## TO BE DONE
Rewrite every entry below, replacing "localization by point" with "point localization" and changing nothing else. Leave the pictures out of your version.

## INPUT FOR THIS TASK
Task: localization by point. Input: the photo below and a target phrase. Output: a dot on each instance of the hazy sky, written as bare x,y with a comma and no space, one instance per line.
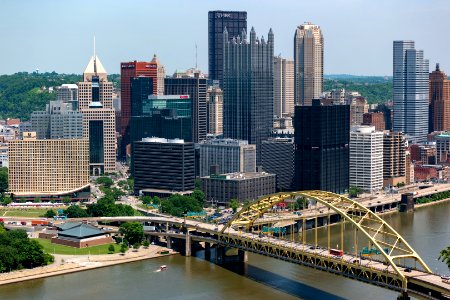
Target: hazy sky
57,35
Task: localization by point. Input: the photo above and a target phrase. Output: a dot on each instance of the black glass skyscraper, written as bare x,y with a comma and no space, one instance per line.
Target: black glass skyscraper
322,134
235,22
248,88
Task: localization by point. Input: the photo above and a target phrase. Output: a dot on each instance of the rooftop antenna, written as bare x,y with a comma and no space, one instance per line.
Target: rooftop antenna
196,56
95,59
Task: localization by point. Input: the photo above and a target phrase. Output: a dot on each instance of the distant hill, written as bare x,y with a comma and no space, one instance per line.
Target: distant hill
22,93
377,89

## SOLUTION TO THIS PROBLEM
Task: point localization. Input: the photo below and a target phrase. Output: a dot on each instance of the hazy sky, written as bare x,y with a comma and no space, one instance per line.
Target: hazy sky
57,35
Task: point localization. Input: the photo above and a target phrase. Output: a dot on each instance of the black glass skyscraper, written as bare x,y with a comma and no space, one instance per line.
Target: black glass skyscraper
322,134
235,22
248,88
Task: point localization. Input: the photo above and a target phrase. Output: a dot on each instance of the rooftop antenna, written as bare x,y with a comma and no space, one instance per line.
Target: rooftop antenna
196,56
95,59
Task: point localization. Input: the photo above and a target phrase. Output: a dot on each instance of the distant hill, written as bare x,y with a comma and no space, one instance per line.
Target: distant hill
22,93
377,89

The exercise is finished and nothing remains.